**Available data**.
┌──

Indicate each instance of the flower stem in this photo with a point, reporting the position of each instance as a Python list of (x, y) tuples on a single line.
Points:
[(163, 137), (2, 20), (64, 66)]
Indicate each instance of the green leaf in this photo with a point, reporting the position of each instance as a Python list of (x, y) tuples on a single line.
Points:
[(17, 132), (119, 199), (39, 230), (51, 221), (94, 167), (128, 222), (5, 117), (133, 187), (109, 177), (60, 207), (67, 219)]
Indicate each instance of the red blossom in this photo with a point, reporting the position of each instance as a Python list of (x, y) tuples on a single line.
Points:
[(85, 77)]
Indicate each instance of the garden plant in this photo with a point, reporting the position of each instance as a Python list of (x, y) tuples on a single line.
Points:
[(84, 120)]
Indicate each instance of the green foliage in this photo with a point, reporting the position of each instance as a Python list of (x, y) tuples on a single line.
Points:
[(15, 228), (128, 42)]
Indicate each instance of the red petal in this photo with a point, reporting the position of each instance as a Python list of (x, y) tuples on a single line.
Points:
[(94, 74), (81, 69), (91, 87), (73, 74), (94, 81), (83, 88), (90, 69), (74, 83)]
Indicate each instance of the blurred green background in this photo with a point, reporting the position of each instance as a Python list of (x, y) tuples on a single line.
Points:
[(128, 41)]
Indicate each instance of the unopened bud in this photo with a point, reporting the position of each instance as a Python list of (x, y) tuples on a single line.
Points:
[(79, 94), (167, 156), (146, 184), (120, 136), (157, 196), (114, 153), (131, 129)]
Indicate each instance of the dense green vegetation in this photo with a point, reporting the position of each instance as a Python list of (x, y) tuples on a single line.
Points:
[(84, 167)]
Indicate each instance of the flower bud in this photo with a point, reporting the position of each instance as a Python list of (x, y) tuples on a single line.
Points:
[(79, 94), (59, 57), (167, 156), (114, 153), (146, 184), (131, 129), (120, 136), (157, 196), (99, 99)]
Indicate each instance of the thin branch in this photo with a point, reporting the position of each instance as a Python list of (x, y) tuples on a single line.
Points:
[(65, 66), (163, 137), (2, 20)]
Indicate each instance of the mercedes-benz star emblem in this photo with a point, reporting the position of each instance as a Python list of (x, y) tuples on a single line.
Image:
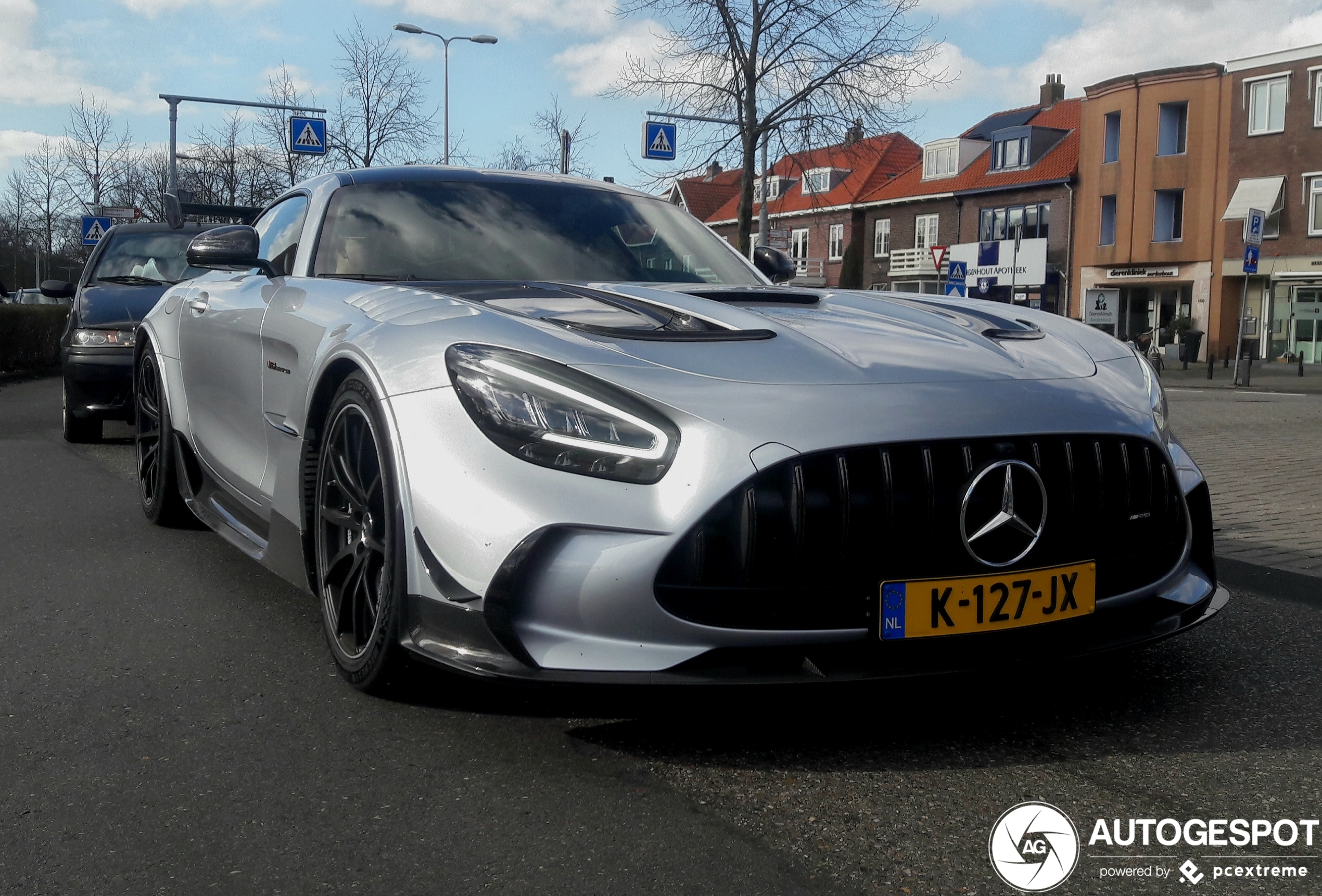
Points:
[(1005, 513)]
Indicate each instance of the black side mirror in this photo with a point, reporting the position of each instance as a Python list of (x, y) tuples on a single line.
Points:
[(772, 262), (233, 248), (57, 290)]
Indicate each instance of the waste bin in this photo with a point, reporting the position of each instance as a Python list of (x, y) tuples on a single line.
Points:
[(1189, 345)]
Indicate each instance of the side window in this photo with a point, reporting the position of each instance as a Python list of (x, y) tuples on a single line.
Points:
[(279, 231)]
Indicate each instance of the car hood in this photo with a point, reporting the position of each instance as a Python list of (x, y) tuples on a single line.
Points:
[(111, 304), (820, 336)]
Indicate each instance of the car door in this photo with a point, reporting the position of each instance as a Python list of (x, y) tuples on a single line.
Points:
[(221, 357)]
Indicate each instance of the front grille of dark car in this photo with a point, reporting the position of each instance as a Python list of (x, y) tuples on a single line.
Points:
[(806, 544)]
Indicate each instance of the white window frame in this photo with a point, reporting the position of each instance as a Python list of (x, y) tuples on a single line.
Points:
[(927, 229), (1315, 188), (882, 238), (1251, 86), (836, 242), (799, 244), (811, 175)]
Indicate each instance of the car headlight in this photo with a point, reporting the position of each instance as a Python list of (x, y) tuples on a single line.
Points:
[(104, 337), (553, 415), (1156, 397)]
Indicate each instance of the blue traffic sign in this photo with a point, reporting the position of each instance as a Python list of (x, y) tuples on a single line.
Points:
[(659, 140), (94, 229), (309, 135)]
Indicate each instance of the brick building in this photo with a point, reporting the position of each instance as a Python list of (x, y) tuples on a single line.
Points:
[(1272, 105), (1010, 173), (815, 197), (1151, 177)]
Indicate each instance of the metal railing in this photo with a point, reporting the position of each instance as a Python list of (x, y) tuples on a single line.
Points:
[(915, 261)]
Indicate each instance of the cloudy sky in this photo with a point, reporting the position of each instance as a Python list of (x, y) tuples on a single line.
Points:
[(126, 52)]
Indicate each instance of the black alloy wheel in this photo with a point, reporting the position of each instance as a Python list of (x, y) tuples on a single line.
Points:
[(158, 487), (359, 557)]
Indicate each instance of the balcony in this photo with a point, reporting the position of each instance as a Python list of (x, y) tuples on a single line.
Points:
[(811, 271), (917, 261)]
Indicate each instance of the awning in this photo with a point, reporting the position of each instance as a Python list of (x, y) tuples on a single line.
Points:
[(1255, 194)]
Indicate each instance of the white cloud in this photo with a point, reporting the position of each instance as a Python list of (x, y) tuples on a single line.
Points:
[(32, 76), (593, 68), (594, 16)]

└──

**Task to carry out**. The answer is every line in the data where the word "black" appears.

**Final answer**.
Indicate each instance of the black side mirror in this photo with a point, reporting the position of each instance as a Python list of (x, y) tuples on a single line.
Indicate each instance of the black alloy wheel in this photo with a point, reporting the position of each instance as a Python list of (x, y) tuples on a single line.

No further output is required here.